**Short task**
Reproduce every one of the rows below word for word, without altering any line.

**Working data**
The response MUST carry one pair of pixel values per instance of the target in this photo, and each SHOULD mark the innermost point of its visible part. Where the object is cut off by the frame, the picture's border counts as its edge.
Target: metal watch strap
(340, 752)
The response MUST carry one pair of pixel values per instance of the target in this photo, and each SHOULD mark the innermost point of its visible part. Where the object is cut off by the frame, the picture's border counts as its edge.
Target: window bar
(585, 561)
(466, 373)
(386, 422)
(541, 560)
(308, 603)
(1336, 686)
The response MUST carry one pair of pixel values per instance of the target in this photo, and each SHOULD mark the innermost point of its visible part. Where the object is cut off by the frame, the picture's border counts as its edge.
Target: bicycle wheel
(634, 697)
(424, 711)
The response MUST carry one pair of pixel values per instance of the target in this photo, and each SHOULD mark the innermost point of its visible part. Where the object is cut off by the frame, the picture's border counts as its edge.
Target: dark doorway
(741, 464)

**Result of this exercise**
The response MUST carry one pair of pixel values per instance of the target in this photo, and each SHOULD mark the innermost point of its visible part. Where the object is cut off by the frame, the picture's border counts as its edge.
Target: metal watch strap
(340, 752)
The response MUST carry one pair of pixel values per instance of the target in this photo, and each SHOULD mark the innermost point of its visible part. Where the object is cut off by the frame, the picture's border counts as its edge.
Target: window bar
(585, 561)
(466, 373)
(386, 422)
(541, 560)
(308, 603)
(1336, 686)
The response MUST carry one pair of pixel values per instance of the target in this photo, and each SHOULD mark the innermost point of its visible part. Where the object is cut off by the frame, the picture's border counts as its edge.
Target: bicycle wheel
(634, 697)
(424, 711)
The response MUST carry one pair of pixel values per instance of the target in this photo, and each SHOULD mark the innermost point of its visible part. Where the object is cut off by the frame, the picture's border counts as its edge.
Target: dark doorway
(741, 464)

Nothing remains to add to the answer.